- [Complete the following]:
a. Decide whether each statement below agrees with the biography of Bhagya Reddy Varma, answering yes or no for each and quoting the words of the biography that settle it. (i) He was born into the Mala caste. (ii) The group he formed in 1906 was the Adi Hindu. (iii) He came to run 25 centers for Dalit children.
b. Pick up the biography of Bhagya Reddy Varma after its last sentence and carry it forward.

- [Text passage]:
______

Bhagya Reddy Varma (22 May 1888 – 18 February 1939) was an Indian political leader, social reformer and activist. He fought against untouchability in Hyderabad State. He also fought for abolition of Jogini and Devdasi systems.

Early life
Reddy was born in Mala caste to Madari Venkaiah and Julia Ragmamba in the Princely State of Hyderabad.

Movements
Before B.R Ambedkar Varma started his movement and after it was inspired by B. R. Ambedkar and Jyotirao Phule, Varma raised his voice against discrimination by upper castes. Eventually, he also established the Adi Hindu ("Original Hindu"), a social organisation, to bring awareness to the Dalits. In 1906, he formed a group called Jagan Mitra Mandali, which involved Dalits and Malas, and started telling stories by 'Hari Katha' (popular folklore). In 1910, he started to educate Dalit children, and in a short span of time he was able to run 25 centres with 2000 students.

______

- [Information supplied]:
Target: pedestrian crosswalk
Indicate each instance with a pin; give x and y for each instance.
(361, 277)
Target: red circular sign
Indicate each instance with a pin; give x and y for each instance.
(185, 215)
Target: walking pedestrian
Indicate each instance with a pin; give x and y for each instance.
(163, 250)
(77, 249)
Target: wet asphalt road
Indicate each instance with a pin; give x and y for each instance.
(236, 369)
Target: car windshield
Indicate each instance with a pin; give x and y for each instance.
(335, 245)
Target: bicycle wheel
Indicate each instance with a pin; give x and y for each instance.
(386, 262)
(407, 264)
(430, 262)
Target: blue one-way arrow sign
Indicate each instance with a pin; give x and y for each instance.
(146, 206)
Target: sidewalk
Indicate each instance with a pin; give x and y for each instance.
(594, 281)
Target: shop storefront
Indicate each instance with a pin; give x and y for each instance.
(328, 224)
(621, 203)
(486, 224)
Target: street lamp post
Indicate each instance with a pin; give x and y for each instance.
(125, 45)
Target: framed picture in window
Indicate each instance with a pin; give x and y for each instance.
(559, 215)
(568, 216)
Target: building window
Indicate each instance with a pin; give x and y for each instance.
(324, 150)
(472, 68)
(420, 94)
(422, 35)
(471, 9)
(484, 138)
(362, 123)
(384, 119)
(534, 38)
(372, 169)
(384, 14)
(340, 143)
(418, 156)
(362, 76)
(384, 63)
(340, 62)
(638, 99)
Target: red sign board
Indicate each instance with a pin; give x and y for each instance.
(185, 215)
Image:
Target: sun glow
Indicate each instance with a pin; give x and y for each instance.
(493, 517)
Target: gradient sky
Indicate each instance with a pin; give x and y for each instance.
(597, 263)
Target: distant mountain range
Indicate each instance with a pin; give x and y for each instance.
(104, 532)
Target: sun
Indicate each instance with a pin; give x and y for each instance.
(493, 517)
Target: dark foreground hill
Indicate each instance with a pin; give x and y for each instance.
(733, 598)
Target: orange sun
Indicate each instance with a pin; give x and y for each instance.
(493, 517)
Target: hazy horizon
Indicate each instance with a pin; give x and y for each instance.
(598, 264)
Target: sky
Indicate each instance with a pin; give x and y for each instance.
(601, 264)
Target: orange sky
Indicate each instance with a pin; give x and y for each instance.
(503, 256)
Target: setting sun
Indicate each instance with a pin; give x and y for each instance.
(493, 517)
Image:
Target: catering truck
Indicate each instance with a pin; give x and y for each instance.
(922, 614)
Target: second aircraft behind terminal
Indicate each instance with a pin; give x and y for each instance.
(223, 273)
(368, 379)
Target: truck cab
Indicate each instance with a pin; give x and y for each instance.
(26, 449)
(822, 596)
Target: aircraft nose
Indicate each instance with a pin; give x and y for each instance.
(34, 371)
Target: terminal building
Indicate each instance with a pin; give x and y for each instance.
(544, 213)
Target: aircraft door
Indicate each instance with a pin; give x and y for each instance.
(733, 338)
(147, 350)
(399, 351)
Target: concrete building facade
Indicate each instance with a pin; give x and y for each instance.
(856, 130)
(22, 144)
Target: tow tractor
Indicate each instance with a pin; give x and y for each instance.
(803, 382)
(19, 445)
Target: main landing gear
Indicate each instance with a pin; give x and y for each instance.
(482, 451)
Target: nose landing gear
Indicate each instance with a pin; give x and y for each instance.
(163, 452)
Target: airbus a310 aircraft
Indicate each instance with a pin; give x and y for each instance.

______

- [Answers for the exercise]:
a.
(i) Yes: "Reddy was born in Mala caste to Madari Venkaiah and Julia Ragmamba"
(ii) No: "In 1906, he formed a group called Jagan Mitra Mandali"
(iii) Yes: "in a short span of time he was able to run 25 centres with 2000 students"

b.
 1911 Adi Hindu social services started 
 1912 promoted Buddhism

In 1917, in a conference at Vijayawada town, the Pratam Andhra - Adi Hindu meeting was held. In the same year, Bhagya Reddy Verma's speech attracted much to M.K Gandhi's attention at the 'Akhila Bharata Hindu' Round Table Conference in Calcutta. In 1919 a meeting was held with Jangamulu, Dasulu, Mulnavasi, for the Adi Hindu beneficial program. The purpose of this event was to resolve the internal issues in the Dalit community; he even insisted that the panchayat court system be rebuilt. The first Adi Hindu conference was held in 1921 in Hyderabad led by T.J. Papanna.

In 1925, in a conference led by N.M.R. Mukund Reddy which had been officially allotted to him as chief head who led this meeting successfully. In same year, the Adi Hindu Hand Skills Exhibition was held to showcase the Dalits skills. Bhagya Reddy also campaigned on many social issues, e.g - Child Marriage, Black Magic, Women Education, Alcohol prohibition etc. His work spread to the neighboring states of Karnataka, Tamil Nadu, Maharashtra and Andhra; from there some well known people joined and followed the revolution.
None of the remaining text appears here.